[Opening Available data section]

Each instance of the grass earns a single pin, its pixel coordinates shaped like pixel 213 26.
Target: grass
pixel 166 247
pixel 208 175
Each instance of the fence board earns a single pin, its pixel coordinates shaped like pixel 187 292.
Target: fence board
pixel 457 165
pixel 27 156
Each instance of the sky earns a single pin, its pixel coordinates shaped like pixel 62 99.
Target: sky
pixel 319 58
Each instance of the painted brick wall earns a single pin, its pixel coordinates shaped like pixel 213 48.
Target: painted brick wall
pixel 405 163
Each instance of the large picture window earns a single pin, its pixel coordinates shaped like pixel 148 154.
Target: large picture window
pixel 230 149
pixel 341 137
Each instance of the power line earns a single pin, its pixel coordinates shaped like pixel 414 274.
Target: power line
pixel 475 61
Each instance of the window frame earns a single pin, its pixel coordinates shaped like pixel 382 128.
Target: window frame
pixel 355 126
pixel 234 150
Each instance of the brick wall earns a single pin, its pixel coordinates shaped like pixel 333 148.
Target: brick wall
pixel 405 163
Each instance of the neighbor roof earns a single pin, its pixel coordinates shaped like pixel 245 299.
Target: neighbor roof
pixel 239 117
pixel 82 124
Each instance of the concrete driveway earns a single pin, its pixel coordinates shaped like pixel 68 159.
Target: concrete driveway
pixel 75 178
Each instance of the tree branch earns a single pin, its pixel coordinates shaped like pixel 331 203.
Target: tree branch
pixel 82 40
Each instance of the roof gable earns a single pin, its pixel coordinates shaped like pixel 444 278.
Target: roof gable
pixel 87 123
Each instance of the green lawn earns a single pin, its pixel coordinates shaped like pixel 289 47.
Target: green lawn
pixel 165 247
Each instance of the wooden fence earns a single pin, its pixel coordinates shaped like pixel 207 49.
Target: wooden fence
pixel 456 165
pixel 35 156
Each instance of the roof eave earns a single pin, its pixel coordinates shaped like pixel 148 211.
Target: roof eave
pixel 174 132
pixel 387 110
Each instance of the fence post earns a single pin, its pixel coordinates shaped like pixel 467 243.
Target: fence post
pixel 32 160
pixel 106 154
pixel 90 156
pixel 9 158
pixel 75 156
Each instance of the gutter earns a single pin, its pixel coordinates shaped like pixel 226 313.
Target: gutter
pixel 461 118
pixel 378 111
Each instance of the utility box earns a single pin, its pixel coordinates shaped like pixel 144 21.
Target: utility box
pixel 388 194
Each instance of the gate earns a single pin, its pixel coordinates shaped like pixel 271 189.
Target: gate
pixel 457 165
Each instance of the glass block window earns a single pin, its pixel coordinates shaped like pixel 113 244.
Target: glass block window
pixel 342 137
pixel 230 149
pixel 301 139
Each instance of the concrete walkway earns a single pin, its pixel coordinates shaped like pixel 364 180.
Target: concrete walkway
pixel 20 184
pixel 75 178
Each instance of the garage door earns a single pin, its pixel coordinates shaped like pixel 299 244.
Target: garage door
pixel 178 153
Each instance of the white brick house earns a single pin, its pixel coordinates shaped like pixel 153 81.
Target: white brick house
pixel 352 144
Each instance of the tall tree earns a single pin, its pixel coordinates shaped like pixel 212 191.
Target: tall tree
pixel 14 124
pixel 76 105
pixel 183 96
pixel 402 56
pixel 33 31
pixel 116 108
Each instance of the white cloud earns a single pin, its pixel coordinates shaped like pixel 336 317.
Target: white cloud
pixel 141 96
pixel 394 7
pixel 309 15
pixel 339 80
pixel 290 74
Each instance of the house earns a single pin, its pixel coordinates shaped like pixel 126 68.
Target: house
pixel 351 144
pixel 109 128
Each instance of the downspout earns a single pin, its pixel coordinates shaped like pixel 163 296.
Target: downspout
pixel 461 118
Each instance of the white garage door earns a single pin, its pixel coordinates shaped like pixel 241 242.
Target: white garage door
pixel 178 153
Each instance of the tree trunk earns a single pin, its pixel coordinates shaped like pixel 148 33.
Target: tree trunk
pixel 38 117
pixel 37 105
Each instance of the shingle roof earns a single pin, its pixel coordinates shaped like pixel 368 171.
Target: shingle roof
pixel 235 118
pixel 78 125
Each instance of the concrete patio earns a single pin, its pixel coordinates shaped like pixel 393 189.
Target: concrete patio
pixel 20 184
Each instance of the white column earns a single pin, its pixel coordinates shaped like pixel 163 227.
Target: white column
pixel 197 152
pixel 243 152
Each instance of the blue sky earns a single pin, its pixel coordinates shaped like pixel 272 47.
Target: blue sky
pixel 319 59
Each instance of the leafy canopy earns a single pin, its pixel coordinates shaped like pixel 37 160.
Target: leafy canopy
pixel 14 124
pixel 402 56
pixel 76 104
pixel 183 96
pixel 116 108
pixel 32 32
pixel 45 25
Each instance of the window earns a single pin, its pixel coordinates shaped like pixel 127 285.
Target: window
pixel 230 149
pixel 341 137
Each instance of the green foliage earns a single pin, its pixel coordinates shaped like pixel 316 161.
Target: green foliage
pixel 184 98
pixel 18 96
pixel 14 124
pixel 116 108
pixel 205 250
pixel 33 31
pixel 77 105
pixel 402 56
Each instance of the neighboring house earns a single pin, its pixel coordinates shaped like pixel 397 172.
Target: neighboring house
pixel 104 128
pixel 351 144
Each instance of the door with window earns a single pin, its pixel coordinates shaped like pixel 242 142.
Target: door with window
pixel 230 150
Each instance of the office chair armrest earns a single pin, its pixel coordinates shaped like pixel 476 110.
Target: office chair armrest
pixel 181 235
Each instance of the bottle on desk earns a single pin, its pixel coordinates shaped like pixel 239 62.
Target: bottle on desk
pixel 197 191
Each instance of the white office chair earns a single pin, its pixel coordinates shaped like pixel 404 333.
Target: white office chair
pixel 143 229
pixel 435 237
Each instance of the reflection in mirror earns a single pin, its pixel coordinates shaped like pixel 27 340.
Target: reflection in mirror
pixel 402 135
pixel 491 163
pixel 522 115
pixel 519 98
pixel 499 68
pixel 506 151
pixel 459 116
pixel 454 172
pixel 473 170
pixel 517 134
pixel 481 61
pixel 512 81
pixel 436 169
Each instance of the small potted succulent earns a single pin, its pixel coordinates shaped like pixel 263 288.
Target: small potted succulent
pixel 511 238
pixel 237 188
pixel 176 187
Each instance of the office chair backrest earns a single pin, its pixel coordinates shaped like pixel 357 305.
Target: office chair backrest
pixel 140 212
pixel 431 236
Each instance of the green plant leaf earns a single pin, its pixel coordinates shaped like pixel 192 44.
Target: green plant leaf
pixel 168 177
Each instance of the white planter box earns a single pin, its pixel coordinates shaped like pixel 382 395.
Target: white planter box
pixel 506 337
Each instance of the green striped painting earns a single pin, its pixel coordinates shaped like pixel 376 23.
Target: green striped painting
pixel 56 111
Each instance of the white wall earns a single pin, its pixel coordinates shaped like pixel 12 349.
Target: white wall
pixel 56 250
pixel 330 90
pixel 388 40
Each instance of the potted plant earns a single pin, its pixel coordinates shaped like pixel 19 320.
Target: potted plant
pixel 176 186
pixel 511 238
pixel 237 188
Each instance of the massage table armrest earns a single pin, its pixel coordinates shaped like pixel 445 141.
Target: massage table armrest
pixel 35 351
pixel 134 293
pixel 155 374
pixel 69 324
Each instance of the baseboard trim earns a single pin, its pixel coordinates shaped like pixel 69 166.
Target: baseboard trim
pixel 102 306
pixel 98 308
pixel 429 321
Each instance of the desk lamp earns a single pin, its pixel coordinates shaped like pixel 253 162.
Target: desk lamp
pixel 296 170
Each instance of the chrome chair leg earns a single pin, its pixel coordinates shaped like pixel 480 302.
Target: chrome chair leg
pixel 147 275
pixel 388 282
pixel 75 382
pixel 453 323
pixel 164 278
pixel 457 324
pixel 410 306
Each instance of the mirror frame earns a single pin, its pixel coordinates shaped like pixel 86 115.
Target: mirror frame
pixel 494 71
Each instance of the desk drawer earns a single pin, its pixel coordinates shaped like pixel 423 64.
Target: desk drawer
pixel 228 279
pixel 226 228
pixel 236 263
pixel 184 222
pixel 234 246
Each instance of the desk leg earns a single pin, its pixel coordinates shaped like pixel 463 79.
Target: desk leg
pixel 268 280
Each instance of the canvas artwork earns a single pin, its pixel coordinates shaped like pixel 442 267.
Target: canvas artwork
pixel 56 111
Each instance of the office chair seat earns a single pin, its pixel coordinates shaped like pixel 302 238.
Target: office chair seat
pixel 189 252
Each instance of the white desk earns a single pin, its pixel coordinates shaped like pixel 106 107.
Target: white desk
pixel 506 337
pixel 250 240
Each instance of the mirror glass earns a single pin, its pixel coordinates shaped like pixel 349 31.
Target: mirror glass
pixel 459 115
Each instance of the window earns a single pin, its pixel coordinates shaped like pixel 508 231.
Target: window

[Closing Available data section]

How to complete this task: What is asked for is an exact copy of the lines above from the one containing "Target: tree trunk" through the one containing "Each instance of the green foliage", and only those.

Expected output:
Target: tree trunk
pixel 38 117
pixel 37 105
Each instance of the shingle roof earns a single pin, its pixel coordinates shaped like pixel 368 171.
Target: shingle roof
pixel 235 118
pixel 78 125
Each instance of the concrete patio earns a single pin, its pixel coordinates shaped like pixel 393 189.
Target: concrete patio
pixel 20 184
Each instance of the white column earns a single pin, its pixel coordinates shaped like pixel 163 227.
Target: white column
pixel 197 152
pixel 243 152
Each instance of the blue sky earns a single pin, its pixel coordinates shaped like pixel 272 47.
Target: blue sky
pixel 319 59
Each instance of the leafy canopy earns a single pin, its pixel coordinates shaped like pixel 37 160.
Target: leafy canopy
pixel 14 124
pixel 402 56
pixel 76 104
pixel 183 96
pixel 116 108
pixel 32 32
pixel 45 25
Each instance of the window earns a single pin, its pixel coordinates shaped like pixel 127 285.
Target: window
pixel 230 149
pixel 341 137
Each instance of the green foliage earns a single pin, its pixel coordinates shaped like pixel 316 161.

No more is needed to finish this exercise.